What this task involves ::
The answer is the set of lines that include "navy", copied from the data below.

§

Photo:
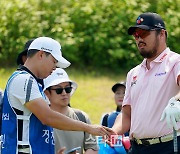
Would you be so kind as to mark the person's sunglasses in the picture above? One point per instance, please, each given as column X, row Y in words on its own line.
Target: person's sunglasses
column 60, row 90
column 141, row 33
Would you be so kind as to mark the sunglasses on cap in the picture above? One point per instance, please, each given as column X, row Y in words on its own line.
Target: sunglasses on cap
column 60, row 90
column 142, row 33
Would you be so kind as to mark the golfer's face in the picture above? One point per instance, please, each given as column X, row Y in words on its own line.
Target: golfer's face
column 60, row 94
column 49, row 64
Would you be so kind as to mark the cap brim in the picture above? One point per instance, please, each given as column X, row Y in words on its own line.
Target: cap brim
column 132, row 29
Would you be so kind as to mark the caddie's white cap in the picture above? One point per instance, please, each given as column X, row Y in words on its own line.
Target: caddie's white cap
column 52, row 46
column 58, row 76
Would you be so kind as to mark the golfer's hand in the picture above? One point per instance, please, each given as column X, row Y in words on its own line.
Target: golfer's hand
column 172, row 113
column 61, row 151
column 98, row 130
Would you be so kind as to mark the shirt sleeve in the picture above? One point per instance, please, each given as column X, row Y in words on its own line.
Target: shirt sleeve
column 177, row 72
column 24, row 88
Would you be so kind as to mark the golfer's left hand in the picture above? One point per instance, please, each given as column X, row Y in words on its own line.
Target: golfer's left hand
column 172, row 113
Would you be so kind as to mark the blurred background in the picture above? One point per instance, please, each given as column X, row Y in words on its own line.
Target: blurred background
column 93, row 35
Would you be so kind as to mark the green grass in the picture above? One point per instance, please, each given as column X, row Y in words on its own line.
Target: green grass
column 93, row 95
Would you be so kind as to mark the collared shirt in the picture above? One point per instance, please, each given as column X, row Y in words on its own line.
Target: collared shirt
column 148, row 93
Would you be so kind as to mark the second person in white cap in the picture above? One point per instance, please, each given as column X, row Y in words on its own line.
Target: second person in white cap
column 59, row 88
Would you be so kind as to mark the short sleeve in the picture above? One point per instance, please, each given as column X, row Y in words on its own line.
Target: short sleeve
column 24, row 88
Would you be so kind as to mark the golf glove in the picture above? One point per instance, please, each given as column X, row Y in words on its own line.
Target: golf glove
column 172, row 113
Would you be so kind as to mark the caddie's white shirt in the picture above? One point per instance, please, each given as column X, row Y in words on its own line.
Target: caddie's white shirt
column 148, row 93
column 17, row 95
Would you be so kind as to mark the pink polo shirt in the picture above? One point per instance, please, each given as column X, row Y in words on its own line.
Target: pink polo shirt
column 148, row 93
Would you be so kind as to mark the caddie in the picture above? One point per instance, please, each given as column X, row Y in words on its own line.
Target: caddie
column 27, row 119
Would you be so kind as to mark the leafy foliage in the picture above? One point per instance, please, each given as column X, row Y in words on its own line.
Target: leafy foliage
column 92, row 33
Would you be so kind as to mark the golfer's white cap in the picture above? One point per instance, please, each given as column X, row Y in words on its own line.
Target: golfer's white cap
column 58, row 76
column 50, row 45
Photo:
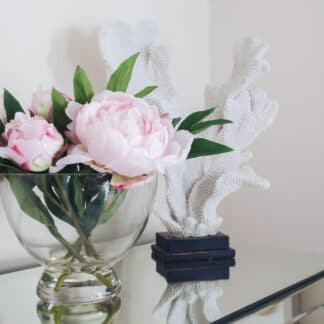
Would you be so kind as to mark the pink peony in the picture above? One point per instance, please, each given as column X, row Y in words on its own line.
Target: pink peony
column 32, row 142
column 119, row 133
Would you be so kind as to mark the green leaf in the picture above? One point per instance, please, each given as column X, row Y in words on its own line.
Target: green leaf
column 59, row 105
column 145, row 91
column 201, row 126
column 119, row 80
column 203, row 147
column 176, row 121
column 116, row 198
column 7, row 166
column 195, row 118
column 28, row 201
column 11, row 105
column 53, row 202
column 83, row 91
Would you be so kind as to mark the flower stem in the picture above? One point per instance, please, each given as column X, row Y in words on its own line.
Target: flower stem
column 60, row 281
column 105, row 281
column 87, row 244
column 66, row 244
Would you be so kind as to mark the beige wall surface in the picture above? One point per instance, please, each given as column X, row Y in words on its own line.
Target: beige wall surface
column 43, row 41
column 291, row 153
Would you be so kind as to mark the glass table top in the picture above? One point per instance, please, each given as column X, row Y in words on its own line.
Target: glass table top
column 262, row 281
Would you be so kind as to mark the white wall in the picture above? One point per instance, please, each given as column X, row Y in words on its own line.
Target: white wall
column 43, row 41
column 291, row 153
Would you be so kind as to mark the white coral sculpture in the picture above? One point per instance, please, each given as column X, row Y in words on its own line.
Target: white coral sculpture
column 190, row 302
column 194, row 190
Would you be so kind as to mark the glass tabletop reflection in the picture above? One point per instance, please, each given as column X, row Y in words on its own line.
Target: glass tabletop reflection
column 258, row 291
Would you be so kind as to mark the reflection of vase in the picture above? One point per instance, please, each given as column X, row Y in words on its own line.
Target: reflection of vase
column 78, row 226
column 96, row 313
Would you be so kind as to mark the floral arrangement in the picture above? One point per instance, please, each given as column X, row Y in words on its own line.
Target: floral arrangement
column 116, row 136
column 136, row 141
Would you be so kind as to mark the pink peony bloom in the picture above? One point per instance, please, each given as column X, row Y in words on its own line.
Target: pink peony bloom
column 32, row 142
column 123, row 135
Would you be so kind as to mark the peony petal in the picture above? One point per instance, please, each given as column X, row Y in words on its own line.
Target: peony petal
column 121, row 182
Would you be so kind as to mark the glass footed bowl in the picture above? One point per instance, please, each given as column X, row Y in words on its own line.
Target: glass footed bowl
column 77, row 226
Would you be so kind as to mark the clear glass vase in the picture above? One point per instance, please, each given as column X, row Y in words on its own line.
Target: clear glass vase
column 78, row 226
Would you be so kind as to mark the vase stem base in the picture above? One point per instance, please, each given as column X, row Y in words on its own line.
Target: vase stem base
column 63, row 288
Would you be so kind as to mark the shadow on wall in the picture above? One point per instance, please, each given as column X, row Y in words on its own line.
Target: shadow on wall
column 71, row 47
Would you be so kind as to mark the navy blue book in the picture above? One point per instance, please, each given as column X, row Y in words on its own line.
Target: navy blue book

§

Completed task ::
Would you be so kind as to mark the navy blue book in the picture above? One point per instance, please, each given as column X, row Y in words on its own line.
Target: navy blue book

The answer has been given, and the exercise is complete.